● Problem details
Revise the items below by changing every "examine it carefully" to "inspect it closely" and leaving all other text as it is.

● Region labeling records
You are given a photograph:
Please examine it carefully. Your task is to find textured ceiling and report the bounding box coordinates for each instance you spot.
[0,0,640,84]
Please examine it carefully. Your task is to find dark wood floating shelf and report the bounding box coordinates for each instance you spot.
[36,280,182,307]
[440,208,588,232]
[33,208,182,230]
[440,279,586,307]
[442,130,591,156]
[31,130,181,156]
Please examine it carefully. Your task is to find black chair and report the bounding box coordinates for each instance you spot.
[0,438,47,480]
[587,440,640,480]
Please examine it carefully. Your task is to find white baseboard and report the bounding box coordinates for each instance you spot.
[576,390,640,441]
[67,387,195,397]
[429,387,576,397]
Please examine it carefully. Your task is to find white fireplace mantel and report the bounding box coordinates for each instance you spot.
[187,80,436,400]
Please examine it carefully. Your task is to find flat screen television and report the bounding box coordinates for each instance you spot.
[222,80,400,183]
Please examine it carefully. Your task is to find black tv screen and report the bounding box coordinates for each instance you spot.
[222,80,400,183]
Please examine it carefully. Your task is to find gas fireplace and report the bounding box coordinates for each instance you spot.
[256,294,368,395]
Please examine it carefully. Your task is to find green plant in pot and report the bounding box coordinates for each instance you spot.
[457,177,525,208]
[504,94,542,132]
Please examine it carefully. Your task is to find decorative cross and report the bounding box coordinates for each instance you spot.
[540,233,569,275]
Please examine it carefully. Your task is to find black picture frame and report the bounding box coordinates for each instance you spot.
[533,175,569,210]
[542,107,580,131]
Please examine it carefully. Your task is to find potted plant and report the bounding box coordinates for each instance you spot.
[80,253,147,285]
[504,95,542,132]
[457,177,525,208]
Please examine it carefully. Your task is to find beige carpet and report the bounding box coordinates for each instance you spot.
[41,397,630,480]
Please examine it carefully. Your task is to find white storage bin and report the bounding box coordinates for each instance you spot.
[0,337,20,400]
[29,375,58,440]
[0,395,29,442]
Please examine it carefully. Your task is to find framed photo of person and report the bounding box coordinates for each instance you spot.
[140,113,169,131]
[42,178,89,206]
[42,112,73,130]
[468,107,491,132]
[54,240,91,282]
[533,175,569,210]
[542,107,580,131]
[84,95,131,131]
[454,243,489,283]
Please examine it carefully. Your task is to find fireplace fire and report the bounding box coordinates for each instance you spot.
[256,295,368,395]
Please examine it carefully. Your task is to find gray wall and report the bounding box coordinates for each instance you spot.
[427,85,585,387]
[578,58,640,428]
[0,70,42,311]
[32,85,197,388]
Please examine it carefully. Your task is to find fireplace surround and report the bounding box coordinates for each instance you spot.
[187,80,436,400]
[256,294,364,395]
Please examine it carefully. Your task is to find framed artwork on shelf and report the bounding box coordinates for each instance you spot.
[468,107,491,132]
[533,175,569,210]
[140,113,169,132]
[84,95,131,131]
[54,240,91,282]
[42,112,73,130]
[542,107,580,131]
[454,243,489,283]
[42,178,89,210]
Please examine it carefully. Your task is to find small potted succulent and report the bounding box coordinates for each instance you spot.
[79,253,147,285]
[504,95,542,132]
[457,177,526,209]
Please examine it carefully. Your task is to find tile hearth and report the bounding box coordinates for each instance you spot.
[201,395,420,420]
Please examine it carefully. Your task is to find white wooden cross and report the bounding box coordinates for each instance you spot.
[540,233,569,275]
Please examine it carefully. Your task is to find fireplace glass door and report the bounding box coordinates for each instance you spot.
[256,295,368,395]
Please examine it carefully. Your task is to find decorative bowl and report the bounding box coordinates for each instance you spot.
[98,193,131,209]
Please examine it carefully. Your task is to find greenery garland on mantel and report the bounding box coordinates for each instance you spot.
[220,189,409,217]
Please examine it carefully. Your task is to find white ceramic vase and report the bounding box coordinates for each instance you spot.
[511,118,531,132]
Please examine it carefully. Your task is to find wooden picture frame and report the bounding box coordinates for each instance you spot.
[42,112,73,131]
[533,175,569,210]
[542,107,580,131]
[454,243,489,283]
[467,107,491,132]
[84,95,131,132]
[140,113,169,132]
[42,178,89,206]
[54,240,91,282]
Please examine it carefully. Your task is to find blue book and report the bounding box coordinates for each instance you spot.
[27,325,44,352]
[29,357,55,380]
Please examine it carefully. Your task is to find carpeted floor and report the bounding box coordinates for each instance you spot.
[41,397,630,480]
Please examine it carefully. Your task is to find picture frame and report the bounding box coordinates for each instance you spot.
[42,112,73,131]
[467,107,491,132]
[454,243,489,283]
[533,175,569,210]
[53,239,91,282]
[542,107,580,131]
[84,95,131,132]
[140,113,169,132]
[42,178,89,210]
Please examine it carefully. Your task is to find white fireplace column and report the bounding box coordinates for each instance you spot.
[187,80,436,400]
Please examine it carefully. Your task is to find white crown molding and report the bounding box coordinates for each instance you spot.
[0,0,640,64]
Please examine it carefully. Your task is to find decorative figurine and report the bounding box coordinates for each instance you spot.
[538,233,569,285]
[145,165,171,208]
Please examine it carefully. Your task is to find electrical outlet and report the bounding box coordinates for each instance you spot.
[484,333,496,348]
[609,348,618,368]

● Response to the exercise
You are given a photograph:
Please inspect it closely. Your task is to find textured ceiling and report the bounding box coordinates for each instance you spot.
[0,0,640,84]
Please inspect it closely. Your task is to find dark wood floating shelf and report the bounding box coordinates for each instance you spot.
[36,280,182,307]
[440,208,588,232]
[33,208,182,230]
[440,279,586,307]
[442,130,591,156]
[31,130,181,156]
Please inspect it closely. Your task is to find black chair and report the bounding box coordinates for each instance you spot.
[0,438,47,480]
[587,440,640,480]
Please inspect it closely. Your task is to find white baseboard and report the bounding box coordinates for each instance you spot.
[576,390,640,441]
[67,387,195,397]
[429,387,576,397]
Please inspect it closely. Your task is to find white fireplace mantel and report the bounding box coordinates for each instance you spot.
[187,80,436,400]
Please inspect it closely. Your task is to find flat screen television and report the bounding box coordinates for each instance you spot.
[222,80,400,183]
Please inspect it closely. Your task is to find black tv screen and report the bounding box coordinates for each instance you spot.
[222,80,400,183]
Please inspect it closely. Your task is to find gas fireplace and report the bounding box coordinates for each instance you spot.
[256,294,368,395]
Please inspect it closely. Your task is to find green plant in pot and report the bounding box coordinates for each instance you spot.
[457,177,525,208]
[504,94,542,132]
Please inspect it closely. Your task is to find decorative cross and report the bounding box coordinates for each instance you spot.
[540,233,569,275]
Please inspect it closely. Your task is to find black picture frame and report the bounding box coordinates for each instance you spot.
[533,175,569,210]
[542,107,580,131]
Please inspect it closely. Your task is to find potted plant and report the bounding box coordinates for each instance you spot.
[80,253,147,285]
[504,95,542,132]
[457,177,525,208]
Please inspect it closely. Your task is to find beige carpet and report the bounding box coordinates for each instance you spot.
[41,397,630,480]
Please inspect it closely. Your task is to find white storage bin and report the bounding box coordinates for each instance you spot.
[0,337,20,400]
[29,375,58,440]
[0,395,29,442]
Please inspect it closely. Your task is to find framed photo of person and report the bounding box coordinates for each instance you spot.
[140,113,169,131]
[42,178,89,206]
[42,112,73,130]
[468,107,491,132]
[54,240,91,282]
[533,175,569,210]
[542,107,580,131]
[84,95,131,131]
[454,243,489,283]
Please inspect it closely. Your task is to find fireplace fire and report the bounding box coordinates for each instance you spot.
[256,295,368,395]
Please inspect it closely. Your task is to find gray wall and report the bounding box coordinates for each instance you spot.
[427,85,585,387]
[578,58,640,428]
[0,70,42,311]
[32,85,197,388]
Please inspect it closely. Your task is to find fireplace surround and report the bounding box coordinates for each instance you spot.
[187,80,436,400]
[256,294,364,395]
Please inspect it closely. Your task is to find framed artwork on shelf and report the bounding box coordinates for each instance you spot.
[468,107,491,132]
[533,175,569,210]
[140,113,169,132]
[84,95,131,131]
[54,240,91,282]
[42,112,73,130]
[542,107,580,131]
[454,243,489,283]
[42,178,89,210]
Please inspect it closely. Your task is to find small potted succulent and report the bounding box coordinates for each instance you spot.
[79,253,147,285]
[504,95,542,132]
[457,177,526,209]
Please inspect it closely. Your task is to find tile hearth and report the bounding box coordinates for each instance you spot.
[201,395,420,420]
Please inspect it closely. Your task is to find white wooden cross and report the bounding box coordinates for each instance you spot.
[540,233,569,275]
Please inspect it closely. Your task is to find fireplace glass door and report the bounding box coordinates for each instance you spot.
[256,295,368,395]
Please inspect it closely. Your task is to find decorative bowl and report the bounding box coordinates for each instance you spot.
[98,193,131,209]
Please inspect it closely. Your task is to find greenery garland on mantel and report the bounding box coordinates for each instance you spot.
[220,189,409,217]
Please inspect it closely. Your task is to find white ceramic vase and report the bounding box coordinates for each instance you spot.
[511,118,531,132]
Please inspect it closely. Your task is to find wooden picture frame and report the bounding box coordinates for each instance you spot.
[42,112,73,131]
[533,175,569,210]
[542,107,580,131]
[454,243,489,283]
[467,107,491,132]
[84,95,131,132]
[140,113,169,132]
[42,178,89,206]
[54,240,91,282]
Please inspect it closely. Your task is to find blue book and report the bounding box coordinates for each instance you spot.
[27,325,44,352]
[29,357,55,380]
Please inspect it closely. Your task is to find carpeted floor and report the bounding box coordinates for each instance you spot.
[41,397,630,480]
Please inspect it closely. Your task is to find picture frame and report the bounding box coordinates for each instance you spot.
[42,112,73,131]
[467,107,491,132]
[454,243,489,283]
[533,175,569,210]
[53,239,91,282]
[542,107,580,131]
[84,95,131,132]
[140,113,169,132]
[42,178,89,210]
Please inspect it closely. Your task is to find white fireplace column and report the bounding box coordinates for each instance you spot.
[187,80,436,400]
Please inspect it closely. Your task is to find white crown molding and report the bounding box coordinates for each instance you spot.
[0,0,640,64]
Please inspect it closely. Your task is to find decorative figurine and report the bounding box coordinates for each instance you spot.
[538,233,569,285]
[145,165,171,208]
Please inspect it closely. Your task is to find electrical outlet and report the bounding box coordinates for each instance you spot.
[484,333,496,348]
[609,348,618,368]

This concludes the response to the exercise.